This was bad news for Father
Dmitry and the remaining dissidents.
While there had existed some chance
that the Soviet Union could win
trade concessions, the Kremlin
abided by some of its international
obligations to protect human rights.
Now that that chance was gone, the
K G B had nothing to lose from
rounding up the last of the
troublemakers who polluted their
socialist
utopia.
The
Moscow
Helsinki Group of young dissidents
that attempted to hold the Soviet
Union to its international human
rights obligations was crushed. Yuri
Orlov, the group’s founder, like
Shcharansky refused to co-operate
with his investigators. He got seven
years in prison, plus five years in
exile. The Ukrainian, Georgian and
other nationalist groups were closed
down. Jewish organizations were
destroyed. The dissident Christians
were arrested.

Material provided
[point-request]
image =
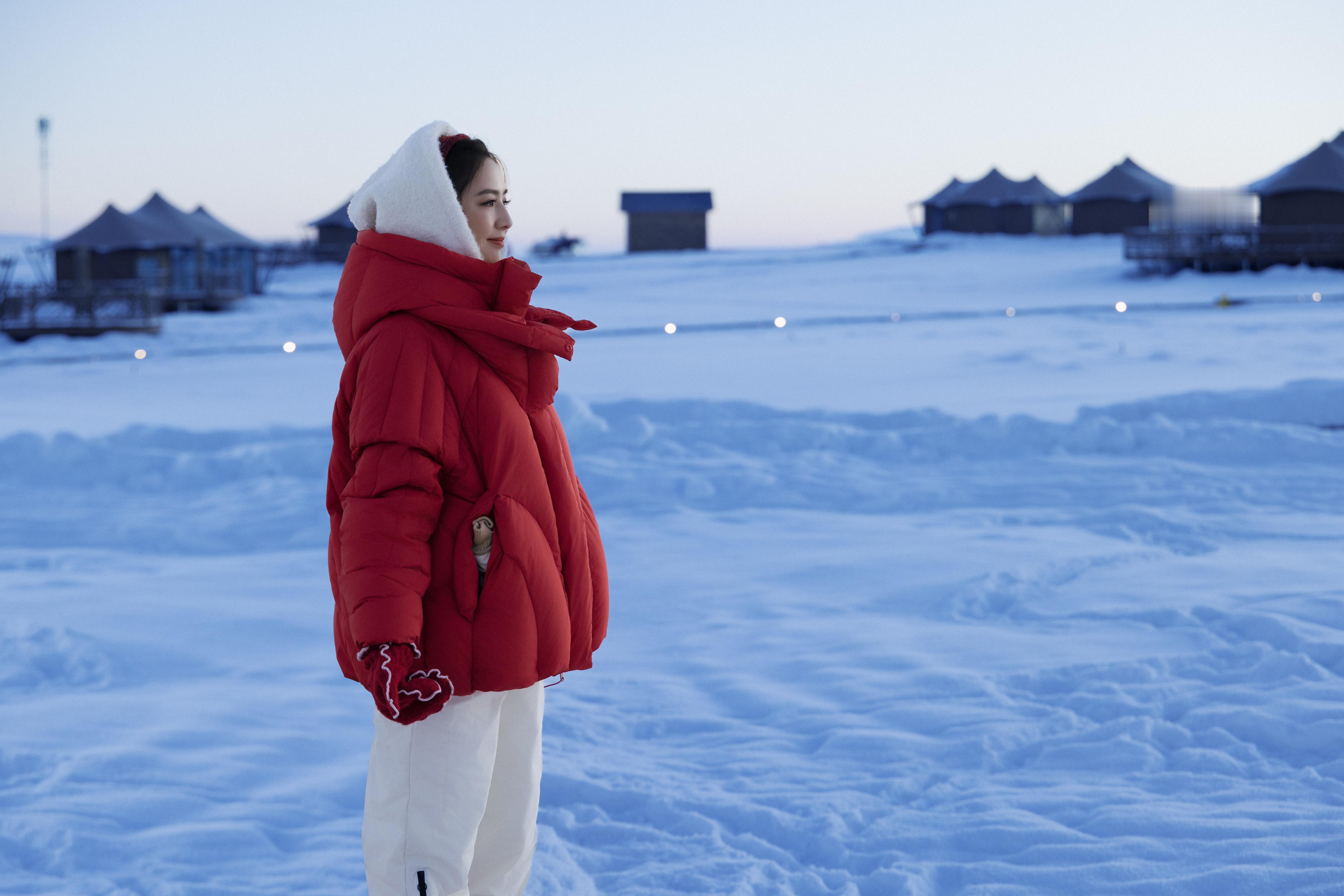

Work instructions
1. Answer these questions about the passage on Soviet dissidents:
(a) What did the Kremlin abide by while there was still a chance of winning trade concessions?
(b) Who founded the Moscow Helsinki Group?
(c) What sentence did the group's founder receive?
2. Go on with the passage about the crackdown on Soviet dissidents, picking up from its final sentence.

Results for the exercise
1.
(a) Some of its international obligations to protect human rights.
(b) Yuri Orlov.
(c) Seven years in prison, plus five years in exile.

2.
By late autumn 1979, who was
left? The greatest of all the
dissidents, the Nobel Prize winner
Andrei Sakharov, was still at liberty,
fighting his tireless and lonely battle,
but he was all but alone now. His
allies had been picked off one at a
time. And Father Dmitry was almost
alone too.
This, for him, was Russia’s
crucifixion. After the crucifixion
would come the resurrection, which
he yearned for, so it was time for the
final fight. He appealed to all
believers in the country. They must
pray for the persecuted, for those
who, like their friends Yakunin and
Ogorodnikov, were not with them in
the last redoubt.
He had an ultimatum for those
who would imprison them, and a
demand of his followers: ‘All
actions, that one way or another help
the persecutors, must be stopped
immediately.’ He was calling on his
supporters to boycott the state.
This was more than a taunt. It
was revolution. It was practically
suicide.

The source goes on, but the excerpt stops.